====== Input records

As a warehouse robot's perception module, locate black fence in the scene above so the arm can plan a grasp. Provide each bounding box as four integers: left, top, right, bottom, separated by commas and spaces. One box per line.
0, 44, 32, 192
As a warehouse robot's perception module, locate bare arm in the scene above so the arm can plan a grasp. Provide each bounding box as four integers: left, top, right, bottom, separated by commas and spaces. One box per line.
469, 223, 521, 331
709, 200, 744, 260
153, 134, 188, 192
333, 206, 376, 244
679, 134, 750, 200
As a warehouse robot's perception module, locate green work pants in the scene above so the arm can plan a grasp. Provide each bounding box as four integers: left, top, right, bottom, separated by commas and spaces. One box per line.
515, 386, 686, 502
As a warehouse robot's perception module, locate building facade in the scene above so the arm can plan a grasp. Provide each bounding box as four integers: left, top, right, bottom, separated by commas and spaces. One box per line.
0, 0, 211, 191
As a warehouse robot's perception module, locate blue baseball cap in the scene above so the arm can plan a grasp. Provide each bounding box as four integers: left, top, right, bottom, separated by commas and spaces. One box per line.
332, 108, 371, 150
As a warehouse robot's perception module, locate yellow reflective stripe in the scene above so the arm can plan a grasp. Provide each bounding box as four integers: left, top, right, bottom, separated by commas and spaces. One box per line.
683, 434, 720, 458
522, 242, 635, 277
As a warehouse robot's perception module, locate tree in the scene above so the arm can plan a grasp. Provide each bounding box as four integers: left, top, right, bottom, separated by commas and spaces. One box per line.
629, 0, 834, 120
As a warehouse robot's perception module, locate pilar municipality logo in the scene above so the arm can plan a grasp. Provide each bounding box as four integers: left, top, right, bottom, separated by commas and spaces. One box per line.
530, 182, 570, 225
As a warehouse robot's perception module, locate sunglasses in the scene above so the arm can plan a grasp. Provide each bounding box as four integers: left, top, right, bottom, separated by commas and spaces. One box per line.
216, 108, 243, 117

============

Stated goal:
Return every line above verbatim, from first to last, without altering any word or number.

Exercise answer:
As a warehouse robot's perception module, locate black fence in the scene above so the arm can plan a grasp. Provide each bounding box as four integers: left, top, right, bottom, separated by commas and spaces. One box per line.
0, 44, 32, 192
As a warehouse robot's perception module, locate bare arm in the scene above so the arm can plan a grasp. Provide each bounding box as four integers: left, top, right, bottom, separated by commas and spaces. One box per line.
469, 223, 521, 331
709, 200, 744, 260
153, 134, 188, 192
333, 206, 376, 244
679, 134, 750, 200
As a warehouse robot's perception module, locate green work pants in the scene above so the arm can plan a grasp. Provide each bounding box as four integers: left, top, right, bottom, separated by commas and spaces. One box per line.
515, 386, 686, 502
As a warehouse robot's perception module, locate building facade in the scene above so the arm can plan a grasp. Provide each bounding box as four integers: left, top, right, bottom, separated by commas and spaces. One box per line.
0, 0, 211, 191
As a warehouse robot's perception module, locate blue baseball cap in the scene above so the arm can plan a grasp. Provide each bounding box as four integers: left, top, right, bottom, separated by commas and spaces. One box per line.
332, 108, 371, 150
As a warehouse robot's perception module, locate yellow reflective stripe in the scene above so the arm can plan a grasp. Provide each bounding box as four integers: left, top, right, bottom, separated by commas and spaces. One box per line.
683, 434, 720, 458
522, 242, 635, 277
As a warehouse robot's perception module, locate tree in the scene above so the arm can plan a grasp. Provide each bounding box as four integers: left, top, right, bottom, separated by commas and spaces. One box per line.
629, 0, 834, 120
As a warehouse robot's perception module, locate pilar municipality logo in the scene above so the arm can plan a grasp. Provide each bounding box as four integers: left, top, right, bottom, separated by commas and spaces. One box per line.
530, 182, 570, 225
As a warehouse robot's perception module, locate sunglasses in the scene above so the arm can plan a grasp. Provide each bounding box as four integers: left, top, right, bottom, separated by commas and spaces. One box per line.
216, 108, 243, 117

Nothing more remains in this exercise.